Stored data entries
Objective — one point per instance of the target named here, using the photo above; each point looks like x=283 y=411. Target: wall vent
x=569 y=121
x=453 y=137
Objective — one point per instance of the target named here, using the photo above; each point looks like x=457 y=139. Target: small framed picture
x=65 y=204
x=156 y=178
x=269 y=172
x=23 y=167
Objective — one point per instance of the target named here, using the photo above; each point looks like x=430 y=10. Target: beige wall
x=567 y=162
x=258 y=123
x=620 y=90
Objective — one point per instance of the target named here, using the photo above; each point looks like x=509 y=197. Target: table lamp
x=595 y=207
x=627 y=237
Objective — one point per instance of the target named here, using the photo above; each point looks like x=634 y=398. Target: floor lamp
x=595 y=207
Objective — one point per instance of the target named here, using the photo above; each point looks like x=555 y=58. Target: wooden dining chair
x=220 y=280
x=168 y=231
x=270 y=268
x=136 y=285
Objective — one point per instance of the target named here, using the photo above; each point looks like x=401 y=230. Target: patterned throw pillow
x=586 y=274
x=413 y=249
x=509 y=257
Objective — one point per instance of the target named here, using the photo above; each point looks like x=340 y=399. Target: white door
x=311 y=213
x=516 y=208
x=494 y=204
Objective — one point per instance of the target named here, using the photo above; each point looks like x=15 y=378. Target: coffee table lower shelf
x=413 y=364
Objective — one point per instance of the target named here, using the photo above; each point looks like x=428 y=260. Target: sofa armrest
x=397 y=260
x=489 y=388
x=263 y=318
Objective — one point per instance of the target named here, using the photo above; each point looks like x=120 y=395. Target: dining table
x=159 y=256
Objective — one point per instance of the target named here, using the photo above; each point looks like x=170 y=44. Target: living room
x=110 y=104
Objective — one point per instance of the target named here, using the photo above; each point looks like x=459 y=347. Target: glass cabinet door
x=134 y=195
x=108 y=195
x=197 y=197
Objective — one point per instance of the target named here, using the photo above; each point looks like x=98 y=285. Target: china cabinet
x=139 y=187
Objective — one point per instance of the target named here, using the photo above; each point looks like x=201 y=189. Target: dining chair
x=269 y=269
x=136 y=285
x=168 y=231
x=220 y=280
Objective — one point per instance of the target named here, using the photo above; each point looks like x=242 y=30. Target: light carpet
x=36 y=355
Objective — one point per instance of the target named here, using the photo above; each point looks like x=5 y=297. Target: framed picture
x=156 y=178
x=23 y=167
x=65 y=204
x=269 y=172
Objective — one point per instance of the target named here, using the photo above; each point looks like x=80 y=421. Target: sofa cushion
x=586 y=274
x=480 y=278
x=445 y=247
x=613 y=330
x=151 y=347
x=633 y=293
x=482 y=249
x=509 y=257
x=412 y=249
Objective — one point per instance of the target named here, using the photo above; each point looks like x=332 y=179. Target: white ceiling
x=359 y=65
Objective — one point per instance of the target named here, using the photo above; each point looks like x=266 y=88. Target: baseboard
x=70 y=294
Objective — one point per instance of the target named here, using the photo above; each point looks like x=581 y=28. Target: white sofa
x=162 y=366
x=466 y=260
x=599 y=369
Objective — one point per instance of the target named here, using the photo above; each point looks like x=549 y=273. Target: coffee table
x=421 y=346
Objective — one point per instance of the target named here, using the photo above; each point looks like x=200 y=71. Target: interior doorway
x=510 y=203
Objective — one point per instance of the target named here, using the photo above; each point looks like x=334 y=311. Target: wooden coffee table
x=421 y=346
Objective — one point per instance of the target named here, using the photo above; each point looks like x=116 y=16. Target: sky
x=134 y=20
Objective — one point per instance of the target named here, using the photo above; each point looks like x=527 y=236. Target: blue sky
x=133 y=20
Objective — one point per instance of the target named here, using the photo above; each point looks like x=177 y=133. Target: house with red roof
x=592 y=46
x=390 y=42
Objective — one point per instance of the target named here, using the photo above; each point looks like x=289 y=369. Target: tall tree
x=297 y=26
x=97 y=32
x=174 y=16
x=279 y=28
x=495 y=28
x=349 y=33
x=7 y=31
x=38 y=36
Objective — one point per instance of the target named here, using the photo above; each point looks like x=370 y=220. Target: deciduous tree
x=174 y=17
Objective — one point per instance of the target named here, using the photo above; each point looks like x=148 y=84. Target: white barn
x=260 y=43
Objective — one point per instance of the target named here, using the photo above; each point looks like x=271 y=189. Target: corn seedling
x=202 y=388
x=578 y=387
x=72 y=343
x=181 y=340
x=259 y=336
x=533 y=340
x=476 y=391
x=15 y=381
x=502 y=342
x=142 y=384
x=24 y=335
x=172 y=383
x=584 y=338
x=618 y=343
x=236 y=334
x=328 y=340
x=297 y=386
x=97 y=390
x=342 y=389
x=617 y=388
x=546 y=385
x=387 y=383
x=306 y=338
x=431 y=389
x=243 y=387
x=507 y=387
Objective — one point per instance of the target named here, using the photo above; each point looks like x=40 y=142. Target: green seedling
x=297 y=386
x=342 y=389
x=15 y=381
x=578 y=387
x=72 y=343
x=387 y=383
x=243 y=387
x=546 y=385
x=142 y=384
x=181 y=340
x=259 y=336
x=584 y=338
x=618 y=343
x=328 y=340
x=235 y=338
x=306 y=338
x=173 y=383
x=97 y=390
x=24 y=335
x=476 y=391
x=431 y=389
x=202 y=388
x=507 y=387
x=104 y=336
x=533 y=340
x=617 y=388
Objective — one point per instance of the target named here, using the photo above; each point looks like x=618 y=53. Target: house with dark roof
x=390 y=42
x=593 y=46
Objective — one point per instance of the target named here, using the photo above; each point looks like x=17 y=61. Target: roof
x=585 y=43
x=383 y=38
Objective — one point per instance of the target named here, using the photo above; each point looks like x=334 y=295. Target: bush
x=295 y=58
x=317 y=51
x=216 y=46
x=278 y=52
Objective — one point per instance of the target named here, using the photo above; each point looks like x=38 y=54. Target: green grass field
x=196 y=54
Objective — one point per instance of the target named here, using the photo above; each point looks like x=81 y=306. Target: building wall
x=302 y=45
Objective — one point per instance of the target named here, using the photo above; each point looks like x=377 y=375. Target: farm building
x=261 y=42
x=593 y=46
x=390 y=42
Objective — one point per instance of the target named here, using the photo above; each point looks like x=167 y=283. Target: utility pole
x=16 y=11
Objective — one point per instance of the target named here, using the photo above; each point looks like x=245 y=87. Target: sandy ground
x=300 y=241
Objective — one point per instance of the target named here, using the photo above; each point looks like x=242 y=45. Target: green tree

§ What is required:
Send back each record exactly as it stands.

§ Result:
Objective — one point per instance of the target named here, using the photo above; each point looks like x=283 y=411. Target: wall vent
x=569 y=121
x=453 y=137
Objective — one point per instance of the target named here, using the photo above; each point looks like x=457 y=139. Target: small framed picture
x=65 y=204
x=156 y=178
x=269 y=172
x=23 y=167
Objective — one point per instance of the target named here, using the photo above; each point looks like x=430 y=10. Target: beige wall
x=567 y=162
x=258 y=123
x=620 y=90
Objective — one point per instance of the target named here, using the photo above; each point looks like x=509 y=197. Target: table lamp
x=595 y=207
x=627 y=237
Objective — one point per instance of the target named here, using the photo above; each point looks like x=634 y=398. Target: floor lamp
x=595 y=207
Objective — one point per instance of the target named here, using the photo above; each point looks like x=555 y=58. Target: wooden dining chair
x=220 y=280
x=168 y=231
x=270 y=268
x=136 y=285
Objective — one point per instance of the target named here, using the photo above; each point looks like x=401 y=230. Target: patterned throw pillow
x=586 y=274
x=413 y=249
x=509 y=257
Objective — one point per instance of the target named here, using the photo above; each point looks like x=340 y=399. Target: white door
x=311 y=213
x=516 y=208
x=494 y=204
Objective — one point per instance of the target named here, using the photo above; each point looks like x=15 y=378. Target: coffee table lower shelf
x=413 y=364
Objective — one point per instance of the target named here, using the photo above; each point looks like x=428 y=260. Target: sofa armrest
x=397 y=260
x=489 y=388
x=263 y=318
Objective — one point per instance of the target named here, using the photo above; each point looks like x=120 y=395. Target: dining table
x=159 y=256
Objective — one point per instance of the target named here, using the photo above; each point looks like x=170 y=44. Target: living room
x=110 y=104
Objective — one point per instance of the target named here, using the photo above; each point looks like x=459 y=347. Target: glass cabinet door
x=134 y=195
x=108 y=195
x=197 y=197
Objective — one point per instance of the target named here, using the photo above; each point looks like x=98 y=285. Target: china cabinet
x=139 y=187
Objective — one point per instance of the target named here, using the photo above; each point looks like x=201 y=189. Target: dining chair
x=269 y=269
x=136 y=285
x=168 y=231
x=220 y=280
Objective — one point per instance of the target named here, using the photo above; each point looks like x=242 y=30. Target: light carpet
x=36 y=355
Objective — one point per instance of the target named here, using the photo above; each point looks like x=5 y=297. Target: framed picture
x=156 y=178
x=23 y=167
x=65 y=204
x=269 y=172
Objective — one point per instance of the target named here, using the photo above; each point looks like x=80 y=421. Target: sofa cushion
x=586 y=274
x=480 y=278
x=445 y=247
x=613 y=330
x=151 y=347
x=633 y=293
x=482 y=249
x=509 y=257
x=412 y=249
Objective — one point per instance of the target named here, using the photo above; each point looks like x=332 y=179. Target: white ceiling
x=359 y=65
Objective — one point per instance of the target named here, using the photo above; each point looks like x=266 y=88. Target: baseboard
x=70 y=294
Objective — one point per instance of the target named here, using the photo above; each point looks like x=581 y=28. Target: white sofa
x=162 y=366
x=466 y=260
x=599 y=369
Objective — one point per instance of the target named here, using the photo above; each point looks like x=549 y=273. Target: coffee table
x=421 y=346
Objective — one point per instance of the target named here, using the photo above; each point looks like x=200 y=71. Target: interior doorway
x=510 y=203
Objective — one point per instance of the target named here, using the photo above; each point looks like x=334 y=311. Target: wooden coffee table
x=421 y=346
Objective — one point per instance of the target named here, using the photo above; each point looks like x=116 y=16. Target: sky
x=134 y=20
Objective — one point per instance of the target named here, using the photo above; each point looks like x=527 y=236. Target: blue sky
x=133 y=20
Objective — one point per instance of the target named here, using the photo above; each point looks like x=177 y=133. Target: house with red roof
x=592 y=46
x=390 y=42
Objective — one point per instance of the target named here, using the photo above; each point looks like x=289 y=369. Target: tall tree
x=297 y=26
x=97 y=32
x=174 y=16
x=279 y=28
x=495 y=28
x=349 y=33
x=7 y=31
x=38 y=36
Objective — one point per instance of the target named here, using the photo above; each point looks like x=370 y=220. Target: deciduous tree
x=174 y=17
Objective — one point per instance of the target named here, using the photo above; each point looks like x=148 y=84. Target: white barn
x=260 y=43
Objective — one point per instance of the target named here, using the photo above; each point looks like x=271 y=189. Target: corn seedling
x=202 y=388
x=578 y=387
x=72 y=343
x=181 y=340
x=259 y=336
x=533 y=340
x=476 y=391
x=15 y=381
x=502 y=342
x=142 y=384
x=24 y=335
x=172 y=383
x=584 y=338
x=618 y=343
x=236 y=334
x=328 y=340
x=297 y=386
x=97 y=390
x=342 y=389
x=617 y=388
x=546 y=385
x=387 y=383
x=306 y=338
x=431 y=389
x=243 y=387
x=507 y=387
Objective — one point per instance of the target named here, using the photo above; each point looks like x=40 y=142. Target: green seedling
x=297 y=386
x=342 y=389
x=15 y=381
x=578 y=387
x=72 y=343
x=387 y=383
x=243 y=387
x=546 y=385
x=142 y=384
x=181 y=340
x=259 y=336
x=584 y=338
x=618 y=343
x=328 y=340
x=235 y=338
x=306 y=338
x=173 y=383
x=97 y=390
x=24 y=335
x=476 y=391
x=431 y=389
x=202 y=388
x=507 y=387
x=104 y=336
x=533 y=340
x=617 y=388
Objective — one point per instance of the target named here, using the photo above; each point looks like x=618 y=53. Target: house with dark roof
x=390 y=42
x=593 y=46
Objective — one point per instance of the target named here, using the photo above; each point looks like x=17 y=61. Target: roof
x=585 y=43
x=383 y=38
Objective — one point per instance of the target named here, using the photo above; each point looks like x=334 y=295. Target: bush
x=295 y=58
x=317 y=51
x=216 y=46
x=278 y=52
Objective — one point per instance of the target named here, using the photo above; each point looks like x=38 y=54. Target: green grass field
x=196 y=54
Objective — one point per instance of the target named here, using the photo above; each point looks like x=81 y=306. Target: building wall
x=302 y=45
Objective — one point per instance of the target named here, using the photo above; each point looks like x=377 y=375. Target: farm building
x=261 y=42
x=593 y=46
x=390 y=42
Objective — one point per instance of the target named here, using the photo above; each point looks like x=167 y=283. Target: utility pole
x=16 y=11
Objective — one point per instance of the target named here, using the photo above; each point looks like x=245 y=87. Target: sandy ground
x=300 y=241
Objective — one point per instance of the target named here, using the photo above; each point looks like x=242 y=45. Target: green tree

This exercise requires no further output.